=== READING PASSAGE ===

1. The main register M is initialized with the key and the IV:

$$M := K + 2^{80} \cdot IV = (0^{80-v} \| IV \| K)$$

2. The carries register is initialized to 0 :

$$C := 0 = (0^{82})$$

3. The FCSR is clocked 160 times. (Output is discarded in this step)

- c. Extraction of pseudorandom data After setup phase, the pseudorandom stream is produced by repeating the following process as many times as needed
  - Clock the FCSR
  - Extract one pseudorandom byte using filter F as described above.

# 2 Security properties

The expected security level of the two proposals are those of the exhaustive keysearch. More details about security analysis on Filtered FCSR generators are given in the enclosed papers [1, 2, 3].

#### Resistance to generic attacks

- Statistical properties. There is not any known statistical bias on the pseudorandom sequences output by our filtered FCSR. We have check that they pass the Statistical Test Suite of the NIST.
- Linear complexity. Since 2-adic structure and quadratic automaton are not related with linear structure, we can expect that the linear complexity of our pseudorandom sequences satisfies the same distribution law as for a random sequence of period  $|q|-1 > 2^{128}$ . Experiments we have done support this assumption.
- 2-adic complexity. The 2-adic structure is broken by the linear properties of the filter function. Hence, we can expect that the 2-adic complexity of our pseudorandom sequences is high, as it is the case for random sequences of period  $|q| 1 > 2^{128}$ .
- Algebraic cryptanalysis. The transition function of a FCSR automaton is quadratic and the filter function  $F_{\ell}$  is linear.

The algebraic equations are of the form  $F_{\ell}(T_q^i(x)) = s_i$ .

At each iteration the degree of equations is increasing. It becomes computationally infeasible to obtain such equations for  $i \ge 12$ . To solve this system, we need at least 128 iterations.

• Correlation attack. There are two major obstacles to the adaptation of this attack on a filtered FCSR.

=== STORED DATA ===

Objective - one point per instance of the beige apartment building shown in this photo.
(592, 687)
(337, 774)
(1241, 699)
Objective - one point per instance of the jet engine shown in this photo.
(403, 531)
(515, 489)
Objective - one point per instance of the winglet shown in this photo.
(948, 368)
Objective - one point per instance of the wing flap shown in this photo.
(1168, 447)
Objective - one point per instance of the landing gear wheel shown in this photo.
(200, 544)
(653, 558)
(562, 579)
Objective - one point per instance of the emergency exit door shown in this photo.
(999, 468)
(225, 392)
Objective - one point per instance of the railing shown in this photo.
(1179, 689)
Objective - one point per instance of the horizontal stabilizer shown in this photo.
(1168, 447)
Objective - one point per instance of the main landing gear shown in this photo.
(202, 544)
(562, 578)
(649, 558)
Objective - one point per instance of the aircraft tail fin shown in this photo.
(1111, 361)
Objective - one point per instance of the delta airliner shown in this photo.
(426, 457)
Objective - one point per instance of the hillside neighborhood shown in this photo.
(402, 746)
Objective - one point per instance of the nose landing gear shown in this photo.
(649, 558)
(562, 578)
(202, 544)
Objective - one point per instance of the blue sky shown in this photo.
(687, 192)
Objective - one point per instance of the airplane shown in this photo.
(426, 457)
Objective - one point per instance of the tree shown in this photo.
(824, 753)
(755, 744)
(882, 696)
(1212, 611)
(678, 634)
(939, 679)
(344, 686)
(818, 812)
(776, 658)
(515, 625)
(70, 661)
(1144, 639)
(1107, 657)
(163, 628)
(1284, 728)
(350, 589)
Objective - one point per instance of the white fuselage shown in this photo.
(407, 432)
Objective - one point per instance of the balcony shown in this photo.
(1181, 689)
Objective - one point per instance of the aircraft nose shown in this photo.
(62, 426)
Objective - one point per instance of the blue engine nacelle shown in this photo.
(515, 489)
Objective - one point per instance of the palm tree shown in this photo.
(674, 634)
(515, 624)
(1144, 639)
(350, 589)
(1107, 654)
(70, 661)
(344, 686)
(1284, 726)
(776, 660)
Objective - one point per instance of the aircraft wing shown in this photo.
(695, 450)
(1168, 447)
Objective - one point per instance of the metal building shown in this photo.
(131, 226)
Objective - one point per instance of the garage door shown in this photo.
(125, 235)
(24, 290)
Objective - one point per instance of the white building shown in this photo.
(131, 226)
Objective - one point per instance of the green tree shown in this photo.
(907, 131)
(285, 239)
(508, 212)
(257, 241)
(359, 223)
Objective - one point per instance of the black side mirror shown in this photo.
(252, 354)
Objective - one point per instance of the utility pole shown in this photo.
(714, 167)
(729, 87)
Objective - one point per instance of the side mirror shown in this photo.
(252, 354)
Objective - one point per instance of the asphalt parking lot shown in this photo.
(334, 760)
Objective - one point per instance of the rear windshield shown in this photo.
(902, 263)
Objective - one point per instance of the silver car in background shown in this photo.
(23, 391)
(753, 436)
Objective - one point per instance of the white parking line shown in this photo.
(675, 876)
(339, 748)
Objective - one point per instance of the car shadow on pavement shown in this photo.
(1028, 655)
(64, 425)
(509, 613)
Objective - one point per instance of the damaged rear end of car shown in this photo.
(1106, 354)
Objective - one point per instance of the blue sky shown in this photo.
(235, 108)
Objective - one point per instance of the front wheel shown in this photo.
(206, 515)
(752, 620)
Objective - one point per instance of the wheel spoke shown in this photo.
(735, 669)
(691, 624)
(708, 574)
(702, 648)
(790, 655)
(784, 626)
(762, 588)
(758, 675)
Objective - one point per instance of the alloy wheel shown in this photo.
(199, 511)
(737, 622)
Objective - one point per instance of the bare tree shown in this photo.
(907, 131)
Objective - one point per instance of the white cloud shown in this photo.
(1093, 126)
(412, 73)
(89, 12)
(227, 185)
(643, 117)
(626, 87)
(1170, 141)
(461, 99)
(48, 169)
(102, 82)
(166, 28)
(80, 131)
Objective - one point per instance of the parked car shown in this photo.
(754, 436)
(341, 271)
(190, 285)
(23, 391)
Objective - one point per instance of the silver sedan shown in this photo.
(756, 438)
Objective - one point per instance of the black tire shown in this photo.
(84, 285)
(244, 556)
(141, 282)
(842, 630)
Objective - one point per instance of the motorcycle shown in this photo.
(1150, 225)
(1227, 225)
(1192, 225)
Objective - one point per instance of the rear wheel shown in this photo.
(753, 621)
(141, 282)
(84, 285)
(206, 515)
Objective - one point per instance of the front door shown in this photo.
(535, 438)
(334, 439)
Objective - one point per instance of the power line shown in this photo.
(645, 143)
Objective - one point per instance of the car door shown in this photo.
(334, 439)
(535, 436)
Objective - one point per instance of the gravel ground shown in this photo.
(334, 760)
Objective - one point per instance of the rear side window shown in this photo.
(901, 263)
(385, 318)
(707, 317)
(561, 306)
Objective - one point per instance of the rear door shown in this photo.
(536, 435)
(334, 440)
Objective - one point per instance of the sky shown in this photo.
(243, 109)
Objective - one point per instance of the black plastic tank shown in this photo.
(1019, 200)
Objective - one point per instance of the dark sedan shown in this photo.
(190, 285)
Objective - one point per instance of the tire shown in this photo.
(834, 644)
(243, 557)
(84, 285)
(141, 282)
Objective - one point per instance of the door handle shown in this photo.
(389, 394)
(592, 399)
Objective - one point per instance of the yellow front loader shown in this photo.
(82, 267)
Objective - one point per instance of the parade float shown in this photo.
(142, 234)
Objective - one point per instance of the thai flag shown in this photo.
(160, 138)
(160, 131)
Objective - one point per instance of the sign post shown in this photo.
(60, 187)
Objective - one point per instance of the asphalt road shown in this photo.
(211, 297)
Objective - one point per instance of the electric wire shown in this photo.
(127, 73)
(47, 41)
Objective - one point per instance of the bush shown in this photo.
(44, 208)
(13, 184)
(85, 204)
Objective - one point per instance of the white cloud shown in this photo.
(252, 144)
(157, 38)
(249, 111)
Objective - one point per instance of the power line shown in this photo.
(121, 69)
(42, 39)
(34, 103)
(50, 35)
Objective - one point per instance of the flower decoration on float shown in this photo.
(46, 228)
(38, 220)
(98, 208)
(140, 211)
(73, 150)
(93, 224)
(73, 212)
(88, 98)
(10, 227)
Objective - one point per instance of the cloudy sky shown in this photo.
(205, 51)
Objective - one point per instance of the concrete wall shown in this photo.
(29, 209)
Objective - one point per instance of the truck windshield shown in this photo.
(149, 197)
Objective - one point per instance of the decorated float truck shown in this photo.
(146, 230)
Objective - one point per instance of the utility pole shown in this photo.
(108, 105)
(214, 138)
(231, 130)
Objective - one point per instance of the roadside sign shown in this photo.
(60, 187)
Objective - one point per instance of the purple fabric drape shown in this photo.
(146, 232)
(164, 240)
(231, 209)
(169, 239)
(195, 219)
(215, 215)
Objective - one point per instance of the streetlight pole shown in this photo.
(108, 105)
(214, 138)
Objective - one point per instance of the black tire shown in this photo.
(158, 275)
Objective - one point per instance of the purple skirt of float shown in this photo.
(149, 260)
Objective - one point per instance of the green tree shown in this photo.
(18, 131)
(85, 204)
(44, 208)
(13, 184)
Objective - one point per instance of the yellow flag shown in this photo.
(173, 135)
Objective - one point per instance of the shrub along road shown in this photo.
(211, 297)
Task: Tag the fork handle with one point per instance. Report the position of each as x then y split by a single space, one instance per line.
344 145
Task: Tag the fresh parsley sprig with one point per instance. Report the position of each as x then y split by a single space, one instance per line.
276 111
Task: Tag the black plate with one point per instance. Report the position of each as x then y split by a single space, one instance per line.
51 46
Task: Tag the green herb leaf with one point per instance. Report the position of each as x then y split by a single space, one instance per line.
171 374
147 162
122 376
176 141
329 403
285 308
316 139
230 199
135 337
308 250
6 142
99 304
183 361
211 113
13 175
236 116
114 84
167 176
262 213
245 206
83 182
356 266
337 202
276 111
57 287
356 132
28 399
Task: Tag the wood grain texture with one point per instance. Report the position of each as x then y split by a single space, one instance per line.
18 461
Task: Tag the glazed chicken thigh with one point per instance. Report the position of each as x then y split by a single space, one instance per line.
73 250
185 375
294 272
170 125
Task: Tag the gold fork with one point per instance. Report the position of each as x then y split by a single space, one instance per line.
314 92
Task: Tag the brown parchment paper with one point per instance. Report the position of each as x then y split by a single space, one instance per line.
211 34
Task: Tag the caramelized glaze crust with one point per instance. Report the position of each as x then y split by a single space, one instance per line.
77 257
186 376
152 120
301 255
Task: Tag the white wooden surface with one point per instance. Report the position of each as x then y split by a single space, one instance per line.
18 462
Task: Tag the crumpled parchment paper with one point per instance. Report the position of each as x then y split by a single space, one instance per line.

===

→ EXERCISE: Pick up the text on the filtered FCSR generator after its last sentence and keep writing in the same technical style.

→ ANSWER AREA:
The first one is the fact that the function used to filter the automaton is linear with l inputs. Such a function is l-1 resilient, that is balanced and without correlation between its output and any sum of at most l-1 of its inputs. In that situation, the attack is more difficult than the exhaustive one.

The second one is the fact that the dependencies between the cells of an FCSR automaton are nonlinear, since the transition function is quadratic. It seems difficult to obtain linear dependencies.

- Time-Memory-Data tradeoff attacks. The size of the registers has been chosen in order the stream cipher to be resistant to these attacks.
  - If the filter F is known (as in F-FCSR-H), the number of states belonging to the main cycle of the automaton is 2T, with  $2^n < 2T < 2^{n+1}$ , where n + 1 is the size of q. We have chosen a size n for the FCSR which is twice the size of the key in order to thwart time-memory-data trade-off attacks. Precisely, we have chosen n = 160 for F-FCSR-H as the key size is k = 80.

- Suppose now that the filter is unknown from attacker. This is the situation for F-FCSR-8. The number of states belonging to the main cycle of the automaton is greater than  $2^n$  for a fixed filter F. But there exists approximatively  $2^n$  possible filters. This gives a total number of states of  $2^{2n}$ . With n = k, the stream cipher remains resistant to time-memory-data trade-off attacks. This is why we have chosen n = k = 128.
- Distinguishing attacks. Distinguishing attacks can be based on the existence of linear relations between some internal states of the automaton which occur with a biased probability. Due to the existence of carries, we did not find such relations and we think that there are none.

Moreover, when the filter is unknown, it is not clear that such relations would be useful for an attack.

Probably more investigation would be interesting in order to confirm that distinguishing attacks on our stream ciphers are not easy, or else to find one.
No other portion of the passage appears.